▸ Work order
Only one stretch of the records below is wanted: the lines from the one holding "One marker per instance of the kiwi" through the one holding "One marker per instance of the red". Return it exactly, both ends included.

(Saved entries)
###

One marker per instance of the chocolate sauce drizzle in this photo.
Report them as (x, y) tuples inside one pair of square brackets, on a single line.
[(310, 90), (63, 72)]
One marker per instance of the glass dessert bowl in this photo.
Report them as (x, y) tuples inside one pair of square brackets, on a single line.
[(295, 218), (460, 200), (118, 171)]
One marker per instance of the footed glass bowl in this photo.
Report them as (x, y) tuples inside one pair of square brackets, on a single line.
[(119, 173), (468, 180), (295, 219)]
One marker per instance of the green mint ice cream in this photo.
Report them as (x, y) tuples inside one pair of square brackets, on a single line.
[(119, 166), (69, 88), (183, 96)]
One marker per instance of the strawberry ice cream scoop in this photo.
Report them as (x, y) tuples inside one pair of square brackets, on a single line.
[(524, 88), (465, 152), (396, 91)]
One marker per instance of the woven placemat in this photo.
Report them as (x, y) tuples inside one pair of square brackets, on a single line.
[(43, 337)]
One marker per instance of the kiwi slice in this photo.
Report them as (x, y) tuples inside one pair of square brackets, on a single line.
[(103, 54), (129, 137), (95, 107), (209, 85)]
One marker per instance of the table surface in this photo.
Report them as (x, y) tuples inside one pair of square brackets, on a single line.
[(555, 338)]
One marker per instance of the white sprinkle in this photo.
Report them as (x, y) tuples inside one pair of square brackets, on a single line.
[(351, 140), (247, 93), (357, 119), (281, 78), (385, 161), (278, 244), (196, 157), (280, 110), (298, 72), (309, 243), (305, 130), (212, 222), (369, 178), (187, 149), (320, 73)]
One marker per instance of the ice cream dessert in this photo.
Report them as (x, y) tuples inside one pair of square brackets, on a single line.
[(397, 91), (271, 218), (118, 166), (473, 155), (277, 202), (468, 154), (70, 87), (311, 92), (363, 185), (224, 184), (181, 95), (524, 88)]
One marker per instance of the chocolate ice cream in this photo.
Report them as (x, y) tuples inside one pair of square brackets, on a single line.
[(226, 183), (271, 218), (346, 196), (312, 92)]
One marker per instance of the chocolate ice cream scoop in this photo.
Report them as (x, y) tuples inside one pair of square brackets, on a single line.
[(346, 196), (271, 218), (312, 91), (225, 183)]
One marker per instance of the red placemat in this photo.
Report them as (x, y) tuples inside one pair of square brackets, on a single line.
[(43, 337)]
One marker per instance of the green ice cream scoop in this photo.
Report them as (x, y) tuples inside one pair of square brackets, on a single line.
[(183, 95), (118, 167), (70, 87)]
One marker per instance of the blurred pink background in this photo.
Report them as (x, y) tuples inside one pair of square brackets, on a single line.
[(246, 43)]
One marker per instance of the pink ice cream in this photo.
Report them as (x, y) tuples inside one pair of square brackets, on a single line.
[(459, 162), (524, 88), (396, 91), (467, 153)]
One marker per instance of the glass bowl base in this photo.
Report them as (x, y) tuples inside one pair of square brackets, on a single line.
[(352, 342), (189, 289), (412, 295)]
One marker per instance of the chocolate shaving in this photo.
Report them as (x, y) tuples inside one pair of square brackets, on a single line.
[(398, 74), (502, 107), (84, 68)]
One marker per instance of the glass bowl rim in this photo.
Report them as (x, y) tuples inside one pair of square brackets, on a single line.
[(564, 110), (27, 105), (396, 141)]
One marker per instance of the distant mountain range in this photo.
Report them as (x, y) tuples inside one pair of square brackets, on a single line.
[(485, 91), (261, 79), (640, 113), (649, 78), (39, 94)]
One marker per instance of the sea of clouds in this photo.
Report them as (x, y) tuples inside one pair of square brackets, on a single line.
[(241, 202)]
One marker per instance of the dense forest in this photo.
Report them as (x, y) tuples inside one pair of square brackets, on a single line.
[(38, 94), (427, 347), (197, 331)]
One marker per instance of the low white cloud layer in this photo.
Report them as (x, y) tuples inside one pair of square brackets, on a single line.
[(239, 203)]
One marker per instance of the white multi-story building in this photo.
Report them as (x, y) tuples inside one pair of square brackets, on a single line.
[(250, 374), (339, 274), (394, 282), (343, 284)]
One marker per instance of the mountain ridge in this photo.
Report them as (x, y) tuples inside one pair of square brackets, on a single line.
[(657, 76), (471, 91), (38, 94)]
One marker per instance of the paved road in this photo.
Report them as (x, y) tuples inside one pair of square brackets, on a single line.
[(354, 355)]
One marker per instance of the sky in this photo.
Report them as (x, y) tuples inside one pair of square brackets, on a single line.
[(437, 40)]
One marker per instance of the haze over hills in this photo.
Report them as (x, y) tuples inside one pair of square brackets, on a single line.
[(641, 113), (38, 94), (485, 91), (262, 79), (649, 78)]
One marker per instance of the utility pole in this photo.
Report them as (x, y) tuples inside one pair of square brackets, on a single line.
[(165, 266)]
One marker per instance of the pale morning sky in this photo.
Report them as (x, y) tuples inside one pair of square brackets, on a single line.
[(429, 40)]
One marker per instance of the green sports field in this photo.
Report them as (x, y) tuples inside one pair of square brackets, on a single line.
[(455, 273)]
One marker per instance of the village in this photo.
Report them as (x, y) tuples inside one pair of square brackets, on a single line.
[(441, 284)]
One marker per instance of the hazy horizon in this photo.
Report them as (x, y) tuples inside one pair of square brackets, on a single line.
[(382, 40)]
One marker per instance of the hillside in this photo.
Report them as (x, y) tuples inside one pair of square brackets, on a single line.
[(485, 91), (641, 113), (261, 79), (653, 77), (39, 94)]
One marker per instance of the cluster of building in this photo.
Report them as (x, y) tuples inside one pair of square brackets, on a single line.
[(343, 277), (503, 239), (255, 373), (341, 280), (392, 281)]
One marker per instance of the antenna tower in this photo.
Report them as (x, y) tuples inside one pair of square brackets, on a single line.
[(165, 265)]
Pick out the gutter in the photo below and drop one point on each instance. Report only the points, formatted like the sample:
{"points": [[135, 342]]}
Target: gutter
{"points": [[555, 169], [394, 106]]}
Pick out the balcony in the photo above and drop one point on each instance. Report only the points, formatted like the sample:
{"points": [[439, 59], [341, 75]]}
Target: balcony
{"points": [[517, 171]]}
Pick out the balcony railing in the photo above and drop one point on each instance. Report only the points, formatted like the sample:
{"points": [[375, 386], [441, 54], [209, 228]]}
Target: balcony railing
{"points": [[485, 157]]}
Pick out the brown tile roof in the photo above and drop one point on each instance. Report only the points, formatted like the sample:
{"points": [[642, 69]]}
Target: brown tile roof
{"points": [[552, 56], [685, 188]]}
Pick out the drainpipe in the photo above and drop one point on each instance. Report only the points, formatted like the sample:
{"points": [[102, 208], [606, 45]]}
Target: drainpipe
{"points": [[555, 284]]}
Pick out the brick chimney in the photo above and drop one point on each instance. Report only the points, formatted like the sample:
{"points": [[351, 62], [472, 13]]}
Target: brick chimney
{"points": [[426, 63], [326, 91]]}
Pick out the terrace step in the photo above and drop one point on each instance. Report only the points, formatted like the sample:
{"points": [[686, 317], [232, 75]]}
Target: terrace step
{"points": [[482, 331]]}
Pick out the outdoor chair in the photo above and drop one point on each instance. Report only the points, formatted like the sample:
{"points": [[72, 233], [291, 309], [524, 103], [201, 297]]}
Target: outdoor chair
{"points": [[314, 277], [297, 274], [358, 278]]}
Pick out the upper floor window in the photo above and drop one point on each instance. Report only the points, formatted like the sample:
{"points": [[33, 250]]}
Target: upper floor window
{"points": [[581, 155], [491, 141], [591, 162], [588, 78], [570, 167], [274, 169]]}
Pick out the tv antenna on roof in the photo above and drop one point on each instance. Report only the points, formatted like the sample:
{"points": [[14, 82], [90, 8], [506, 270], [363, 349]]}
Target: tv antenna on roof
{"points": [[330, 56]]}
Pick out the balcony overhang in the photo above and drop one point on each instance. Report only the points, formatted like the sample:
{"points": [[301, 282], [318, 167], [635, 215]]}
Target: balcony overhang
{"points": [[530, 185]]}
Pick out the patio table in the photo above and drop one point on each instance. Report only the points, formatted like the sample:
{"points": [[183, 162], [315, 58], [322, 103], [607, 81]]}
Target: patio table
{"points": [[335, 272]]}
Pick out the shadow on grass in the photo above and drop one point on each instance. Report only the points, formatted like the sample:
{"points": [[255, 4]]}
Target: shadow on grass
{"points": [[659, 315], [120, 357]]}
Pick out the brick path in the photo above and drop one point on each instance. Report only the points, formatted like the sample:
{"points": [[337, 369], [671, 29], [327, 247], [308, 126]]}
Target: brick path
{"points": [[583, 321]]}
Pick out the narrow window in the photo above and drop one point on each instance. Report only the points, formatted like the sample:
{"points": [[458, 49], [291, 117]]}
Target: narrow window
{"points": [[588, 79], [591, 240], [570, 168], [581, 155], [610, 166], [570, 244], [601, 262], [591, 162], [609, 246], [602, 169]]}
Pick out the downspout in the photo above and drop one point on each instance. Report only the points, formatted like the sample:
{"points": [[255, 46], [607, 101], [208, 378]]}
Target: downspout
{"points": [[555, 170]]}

###

▸ Solution to this problem
One marker per instance of the kiwi slice in this photo.
Report them as (x, y) tuples inside one pair of square brackets, on a single line.
[(103, 54), (129, 137), (95, 107), (209, 85)]
One marker per instance of the table surface in this photo.
Report them as (x, y) tuples inside one pair of square brackets, on a single line.
[(555, 338)]
One marker per instance of the white sprinkle in this photo.
Report them as (x, y) tuples inside one pair of square brackets, on a single line.
[(351, 140), (247, 93), (357, 119), (281, 78), (385, 161), (278, 244), (196, 157), (280, 110), (298, 72), (309, 243), (305, 130), (212, 222), (369, 178), (187, 149), (320, 73)]
One marker per instance of the ice cream dessert in this photo.
Report them as (x, y) tuples inside one pair of square brackets, on a single line.
[(397, 91), (271, 218), (118, 166), (473, 155), (277, 202), (468, 154), (70, 87), (311, 92), (363, 185), (224, 184), (181, 95), (524, 88)]
One marker per instance of the chocolate ice cream in this photo.
Report them as (x, y) tuples inside one pair of square brackets, on a single line.
[(226, 183), (271, 218), (346, 196), (312, 92)]
One marker per instance of the chocolate ice cream scoop in this photo.
Report them as (x, y) tuples inside one pair of square brackets, on a single line.
[(346, 196), (271, 218), (312, 91), (225, 183)]
One marker per instance of the red placemat in this photo.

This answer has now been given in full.